The request: Your task is to repeat the entries exactly. Leave the pictures out.

Excerpted data:
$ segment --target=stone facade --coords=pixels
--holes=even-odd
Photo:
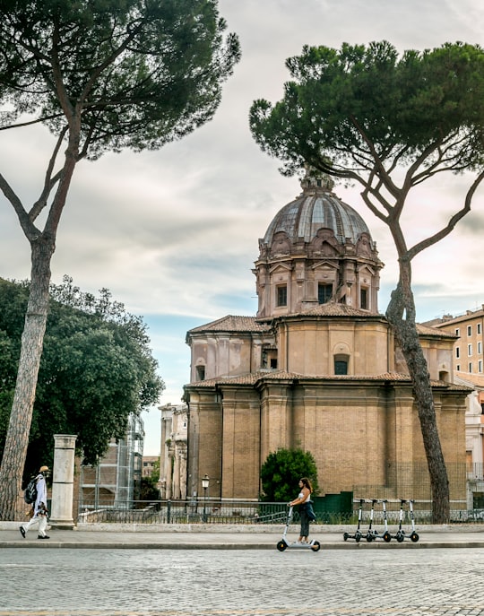
[[[383,264],[361,218],[324,178],[275,216],[253,270],[255,317],[187,333],[190,494],[251,499],[279,447],[310,451],[324,493],[428,499],[405,361],[377,308]],[[454,336],[419,326],[451,499],[465,502],[465,396],[453,383]]]
[[[164,404],[161,412],[160,494],[161,499],[186,499],[186,404]]]

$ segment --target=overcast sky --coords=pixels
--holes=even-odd
[[[66,273],[82,291],[105,287],[149,325],[166,383],[161,404],[178,403],[189,379],[188,329],[228,314],[255,315],[251,272],[274,214],[300,193],[278,161],[253,141],[254,100],[275,102],[289,78],[287,57],[303,45],[386,39],[399,50],[457,40],[484,45],[480,0],[220,0],[242,60],[225,84],[214,119],[156,152],[106,155],[75,171],[58,230],[53,282]],[[38,195],[51,142],[43,129],[2,133],[0,170],[25,204]],[[441,178],[422,187],[405,218],[411,244],[442,226],[461,207],[469,178]],[[358,189],[335,192],[365,219],[382,272],[379,308],[396,282],[395,253]],[[450,238],[414,261],[418,318],[475,309],[484,302],[481,237],[484,187]],[[13,208],[0,197],[0,276],[30,277],[30,248]],[[160,412],[144,415],[145,455],[160,453]]]

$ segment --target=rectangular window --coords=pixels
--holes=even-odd
[[[326,304],[333,295],[333,284],[322,284],[319,282],[317,285],[317,300],[320,304]]]
[[[368,308],[367,289],[359,290],[359,308],[363,310]]]
[[[335,360],[334,374],[348,374],[348,361],[344,361],[342,360]]]
[[[288,305],[288,286],[287,284],[281,285],[277,287],[277,305],[278,306],[287,306]]]

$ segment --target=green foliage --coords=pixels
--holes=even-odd
[[[159,148],[212,117],[240,57],[225,29],[216,0],[0,0],[4,125],[79,122],[82,158]]]
[[[158,479],[142,477],[139,500],[160,500],[160,490],[157,487]]]
[[[307,477],[314,493],[319,490],[317,468],[313,455],[303,449],[283,449],[269,454],[261,468],[263,500],[286,502],[295,499],[301,477]]]
[[[3,448],[18,365],[28,285],[0,280],[0,447]],[[51,287],[26,468],[52,464],[53,435],[76,434],[86,464],[110,438],[125,436],[131,413],[158,402],[164,389],[146,326],[112,302],[73,287]],[[61,303],[61,301],[63,303]],[[71,302],[71,304],[69,304]],[[30,462],[31,461],[31,462]]]
[[[386,175],[395,163],[424,169],[413,185],[439,170],[482,167],[480,47],[445,43],[399,57],[386,41],[306,46],[286,65],[292,81],[283,99],[256,100],[250,111],[255,141],[285,173],[307,164],[357,181],[372,173],[374,186],[382,180],[391,190]]]

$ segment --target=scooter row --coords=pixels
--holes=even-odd
[[[369,524],[368,528],[366,531],[361,529],[362,516],[363,516],[363,505],[365,503],[371,503],[370,514],[369,514]],[[400,499],[400,515],[399,515],[399,525],[398,530],[395,534],[392,534],[388,530],[388,518],[386,515],[386,503],[388,501],[385,499],[378,500],[377,499],[359,499],[359,508],[358,510],[358,527],[354,534],[350,533],[345,533],[343,534],[344,541],[348,539],[354,539],[357,542],[359,542],[361,539],[366,539],[368,542],[376,541],[376,539],[383,539],[384,542],[389,543],[392,539],[396,539],[399,543],[401,543],[404,539],[410,539],[414,543],[419,541],[419,534],[415,531],[415,516],[413,513],[413,500],[407,500],[405,499]],[[373,515],[375,512],[376,503],[381,503],[383,511],[383,519],[385,525],[385,530],[383,533],[379,533],[377,530],[373,528]],[[411,531],[408,532],[402,528],[403,525],[403,508],[405,504],[408,503],[409,515],[411,524]]]

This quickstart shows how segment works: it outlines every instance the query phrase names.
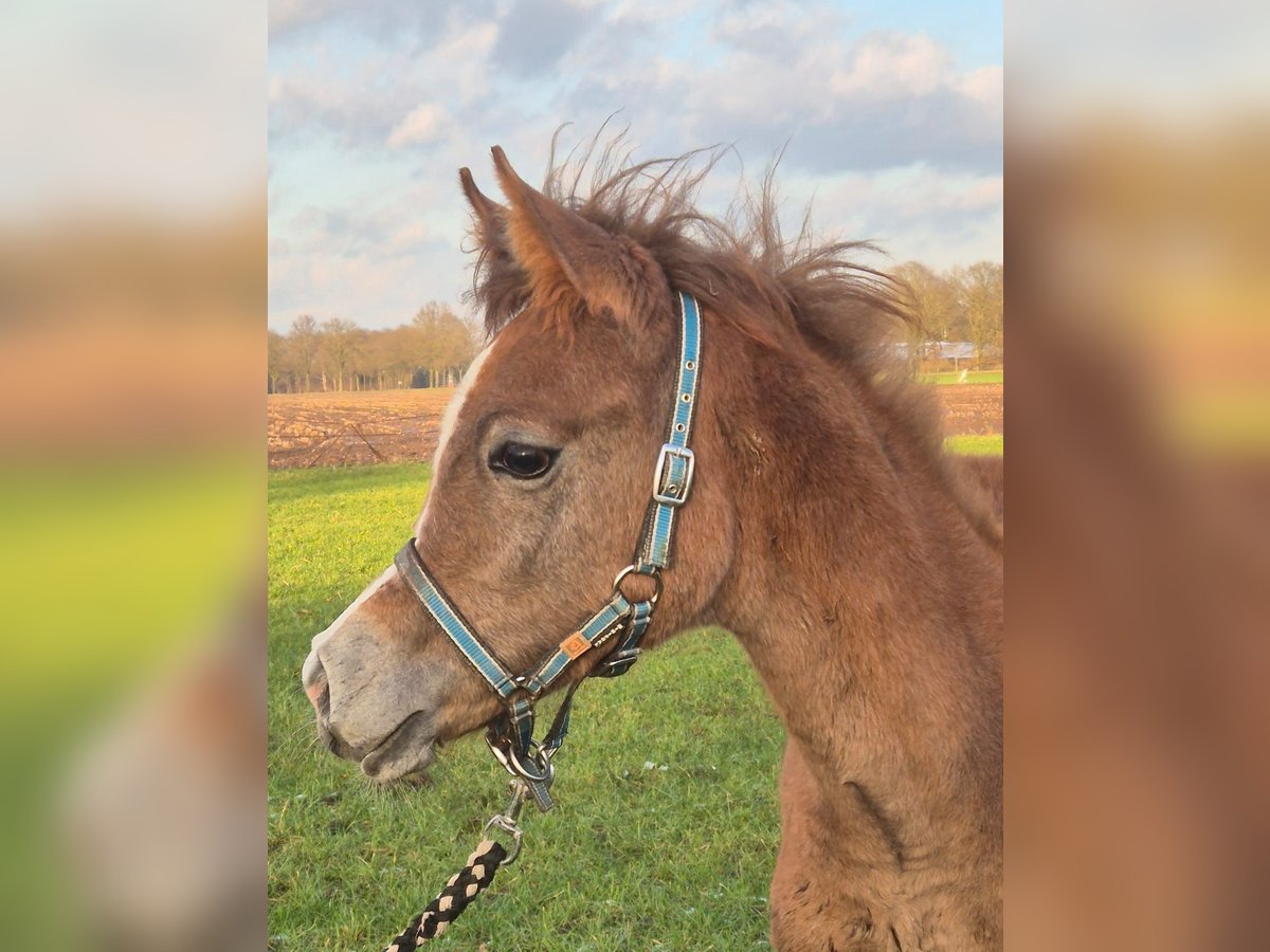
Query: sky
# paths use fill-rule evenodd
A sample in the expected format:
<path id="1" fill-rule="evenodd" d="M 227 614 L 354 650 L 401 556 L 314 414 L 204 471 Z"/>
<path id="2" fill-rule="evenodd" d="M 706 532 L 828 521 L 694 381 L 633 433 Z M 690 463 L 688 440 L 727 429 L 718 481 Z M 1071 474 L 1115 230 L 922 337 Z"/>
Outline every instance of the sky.
<path id="1" fill-rule="evenodd" d="M 810 202 L 894 263 L 1002 258 L 999 0 L 273 0 L 268 102 L 277 330 L 466 312 L 458 168 L 497 197 L 502 145 L 541 183 L 610 117 L 636 159 L 732 145 L 706 211 L 784 147 L 790 230 Z"/>

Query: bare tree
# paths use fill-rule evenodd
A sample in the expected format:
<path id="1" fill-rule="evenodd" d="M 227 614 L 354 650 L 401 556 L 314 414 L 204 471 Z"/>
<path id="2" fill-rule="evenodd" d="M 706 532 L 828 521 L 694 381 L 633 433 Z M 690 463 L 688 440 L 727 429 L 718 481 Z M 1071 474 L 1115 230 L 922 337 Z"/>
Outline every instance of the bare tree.
<path id="1" fill-rule="evenodd" d="M 323 321 L 323 352 L 335 372 L 335 390 L 344 388 L 344 374 L 352 368 L 361 345 L 362 329 L 343 317 Z"/>
<path id="2" fill-rule="evenodd" d="M 318 320 L 311 314 L 302 314 L 291 321 L 291 331 L 287 339 L 291 343 L 291 355 L 296 363 L 296 369 L 305 378 L 305 392 L 312 390 L 314 362 L 321 349 L 321 330 Z"/>
<path id="3" fill-rule="evenodd" d="M 1005 269 L 993 261 L 977 261 L 959 269 L 965 333 L 974 344 L 975 366 L 987 348 L 999 348 L 1005 339 Z"/>
<path id="4" fill-rule="evenodd" d="M 278 380 L 287 372 L 287 363 L 291 359 L 291 341 L 278 334 L 269 331 L 269 392 L 278 392 Z"/>

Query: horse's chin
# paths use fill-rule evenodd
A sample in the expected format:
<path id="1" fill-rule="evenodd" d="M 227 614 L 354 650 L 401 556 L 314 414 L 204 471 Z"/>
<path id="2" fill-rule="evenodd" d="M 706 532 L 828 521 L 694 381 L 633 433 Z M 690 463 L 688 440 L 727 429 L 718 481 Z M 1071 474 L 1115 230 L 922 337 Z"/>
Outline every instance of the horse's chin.
<path id="1" fill-rule="evenodd" d="M 422 711 L 406 717 L 371 753 L 362 758 L 362 773 L 376 783 L 423 777 L 437 757 L 432 718 Z"/>

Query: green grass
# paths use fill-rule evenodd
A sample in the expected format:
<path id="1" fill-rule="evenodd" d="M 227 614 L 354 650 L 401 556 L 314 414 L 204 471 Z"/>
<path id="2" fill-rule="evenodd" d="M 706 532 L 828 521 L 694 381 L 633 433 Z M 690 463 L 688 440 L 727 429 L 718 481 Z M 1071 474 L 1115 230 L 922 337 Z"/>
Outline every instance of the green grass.
<path id="1" fill-rule="evenodd" d="M 961 456 L 1003 456 L 1006 438 L 1001 433 L 987 435 L 945 437 L 944 448 Z"/>
<path id="2" fill-rule="evenodd" d="M 936 373 L 923 373 L 919 380 L 923 383 L 960 383 L 961 371 L 939 371 Z M 965 374 L 966 383 L 1003 383 L 1006 380 L 1005 371 L 968 371 Z"/>
<path id="3" fill-rule="evenodd" d="M 424 788 L 378 790 L 315 743 L 310 637 L 391 560 L 425 465 L 269 479 L 269 948 L 381 948 L 466 859 L 507 776 L 446 748 Z M 579 605 L 579 612 L 588 607 Z M 547 702 L 550 706 L 550 702 Z M 438 948 L 767 944 L 782 731 L 737 644 L 682 636 L 578 694 L 558 806 Z M 652 763 L 652 768 L 645 764 Z"/>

Finished task:
$ segment --target=stone facade --coords=pixels
--holes=even-odd
Photo:
[[[383,264],[361,218],[324,178],[275,216],[253,270],[255,317],[187,333],[190,494],[251,499],[279,447],[310,451],[324,493],[428,499],[405,361],[377,308]],[[454,336],[419,326],[451,499],[465,502],[465,396],[453,383]]]
[[[164,404],[161,412],[160,494],[161,499],[186,499],[186,404]]]

$ segment --target=overcast sky --coords=pixels
--holes=even-odd
[[[66,273],[82,291],[105,287],[149,325],[166,383],[161,404],[178,403],[189,379],[188,329],[228,314],[255,315],[251,272],[274,214],[300,193],[278,161],[253,141],[254,100],[275,102],[289,78],[287,57],[303,45],[386,39],[399,50],[457,40],[484,45],[480,0],[220,0],[242,60],[225,84],[214,119],[156,152],[106,155],[75,171],[58,230],[53,282]],[[38,195],[51,142],[43,129],[2,133],[0,170],[25,204]],[[441,178],[422,187],[405,218],[411,244],[442,226],[461,207],[469,178]],[[358,189],[335,192],[365,219],[382,272],[379,308],[396,282],[395,253]],[[450,238],[414,261],[418,318],[475,309],[484,302],[481,237],[484,187]],[[13,208],[0,197],[0,276],[30,277],[30,248]],[[160,412],[144,415],[145,455],[160,453]]]

$ segment --target=rectangular window --coords=pixels
--holes=even-odd
[[[326,304],[333,295],[333,284],[322,284],[319,282],[317,285],[317,300],[320,304]]]
[[[368,308],[367,289],[359,290],[359,308],[363,310]]]
[[[335,360],[334,374],[348,374],[348,361],[344,361],[342,360]]]
[[[288,305],[288,286],[287,284],[281,285],[277,287],[277,305],[278,306],[287,306]]]

$ segment --target=green foliage --coords=pixels
--holes=even-odd
[[[159,148],[212,117],[240,57],[225,29],[216,0],[0,0],[4,125],[79,122],[82,158]]]
[[[158,479],[142,477],[139,500],[160,500],[160,490],[157,487]]]
[[[307,477],[314,493],[319,490],[317,468],[313,455],[303,449],[283,449],[269,454],[261,468],[263,500],[286,502],[295,499],[301,477]]]
[[[3,448],[18,365],[28,285],[0,280],[0,447]],[[51,287],[26,468],[52,464],[53,435],[76,434],[86,464],[110,438],[125,436],[131,413],[158,402],[164,389],[146,326],[112,302],[73,287]],[[61,303],[61,301],[63,303]],[[71,302],[71,304],[69,304]],[[30,462],[31,461],[31,462]]]
[[[386,175],[395,163],[424,169],[413,185],[439,170],[482,167],[480,47],[445,43],[399,57],[386,41],[306,46],[286,65],[292,81],[283,99],[256,100],[250,111],[255,141],[285,173],[307,164],[357,181],[372,173],[374,186],[382,180],[391,190]]]

$ segment --target=scooter row --coords=pixels
--holes=even-odd
[[[369,524],[368,528],[366,531],[361,529],[362,516],[363,516],[363,505],[365,503],[371,503],[370,514],[369,514]],[[400,499],[400,515],[399,515],[399,525],[398,530],[395,534],[392,534],[388,530],[388,518],[386,515],[386,503],[388,501],[385,499],[378,500],[377,499],[359,499],[359,508],[358,510],[358,527],[354,534],[350,533],[345,533],[343,534],[344,541],[348,539],[354,539],[357,542],[359,542],[361,539],[366,539],[368,542],[376,541],[376,539],[383,539],[384,542],[389,543],[392,539],[396,539],[399,543],[401,543],[404,539],[410,539],[414,543],[419,541],[419,534],[415,531],[415,516],[413,513],[413,500],[407,500],[405,499]],[[373,515],[375,512],[376,503],[381,503],[383,511],[383,519],[385,525],[385,530],[383,533],[379,533],[377,530],[373,528]],[[411,531],[408,532],[402,528],[403,525],[403,508],[405,504],[408,503],[409,515],[411,524]]]

This quickstart shows how segment works: it outlines every instance the query phrase names.
Query: sky
# paths use fill-rule evenodd
A sample in the expected format:
<path id="1" fill-rule="evenodd" d="M 227 614 L 354 650 L 401 556 L 314 414 L 204 471 Z"/>
<path id="2" fill-rule="evenodd" d="M 706 532 L 828 521 L 694 381 L 633 433 Z M 690 463 L 688 440 L 727 429 L 718 481 Z M 1071 474 L 1115 230 L 922 337 Z"/>
Outline every instance of the sky.
<path id="1" fill-rule="evenodd" d="M 810 202 L 894 263 L 1002 258 L 999 0 L 273 0 L 268 102 L 277 330 L 466 312 L 458 168 L 497 197 L 502 145 L 541 183 L 610 117 L 636 159 L 732 145 L 706 211 L 784 147 L 790 230 Z"/>

Query: bare tree
# paths use fill-rule evenodd
A sample in the expected format:
<path id="1" fill-rule="evenodd" d="M 227 614 L 354 650 L 401 556 L 314 414 L 204 471 Z"/>
<path id="2" fill-rule="evenodd" d="M 706 532 L 828 521 L 694 381 L 633 433 Z M 690 463 L 688 440 L 727 429 L 718 481 Z M 1071 474 L 1115 230 L 922 337 Z"/>
Outline every instance of the bare tree.
<path id="1" fill-rule="evenodd" d="M 323 321 L 323 352 L 335 372 L 335 390 L 344 388 L 344 374 L 352 368 L 361 345 L 362 329 L 343 317 Z"/>
<path id="2" fill-rule="evenodd" d="M 318 320 L 311 314 L 302 314 L 291 321 L 291 331 L 287 339 L 291 343 L 291 355 L 296 363 L 296 369 L 305 378 L 305 392 L 312 390 L 314 362 L 321 349 L 321 330 Z"/>
<path id="3" fill-rule="evenodd" d="M 1005 269 L 993 261 L 977 261 L 959 269 L 965 333 L 974 344 L 975 366 L 987 348 L 999 348 L 1005 339 Z"/>
<path id="4" fill-rule="evenodd" d="M 278 380 L 287 372 L 287 363 L 291 359 L 291 341 L 278 334 L 269 331 L 269 392 L 278 392 Z"/>

Query: horse's chin
# paths use fill-rule evenodd
A sample in the expected format:
<path id="1" fill-rule="evenodd" d="M 227 614 L 354 650 L 401 556 L 314 414 L 204 471 Z"/>
<path id="2" fill-rule="evenodd" d="M 706 532 L 828 521 L 694 381 L 633 433 Z M 690 463 L 688 440 L 727 429 L 718 481 Z M 1071 474 L 1115 230 L 922 337 Z"/>
Outline every instance of the horse's chin.
<path id="1" fill-rule="evenodd" d="M 422 711 L 406 717 L 371 753 L 362 758 L 362 773 L 376 783 L 423 777 L 437 757 L 432 718 Z"/>

Query: green grass
# paths use fill-rule evenodd
A sample in the expected format:
<path id="1" fill-rule="evenodd" d="M 227 614 L 354 650 L 401 556 L 314 414 L 204 471 Z"/>
<path id="2" fill-rule="evenodd" d="M 706 532 L 828 521 L 694 381 L 633 433 Z M 690 463 L 688 440 L 727 429 L 718 481 Z M 1071 474 L 1115 230 L 922 337 Z"/>
Outline every instance of the green grass.
<path id="1" fill-rule="evenodd" d="M 961 456 L 1003 456 L 1006 438 L 1001 433 L 987 435 L 945 437 L 944 448 Z"/>
<path id="2" fill-rule="evenodd" d="M 936 373 L 923 373 L 919 380 L 923 383 L 960 383 L 961 371 L 939 371 Z M 965 374 L 966 383 L 1003 383 L 1006 380 L 1005 371 L 968 371 Z"/>
<path id="3" fill-rule="evenodd" d="M 424 788 L 378 790 L 315 743 L 310 637 L 391 560 L 425 465 L 269 479 L 269 948 L 381 948 L 466 859 L 507 776 L 446 748 Z M 579 605 L 579 612 L 588 607 Z M 547 702 L 550 706 L 550 702 Z M 438 948 L 767 944 L 782 731 L 737 644 L 682 636 L 578 694 L 558 806 Z M 652 763 L 652 768 L 645 764 Z"/>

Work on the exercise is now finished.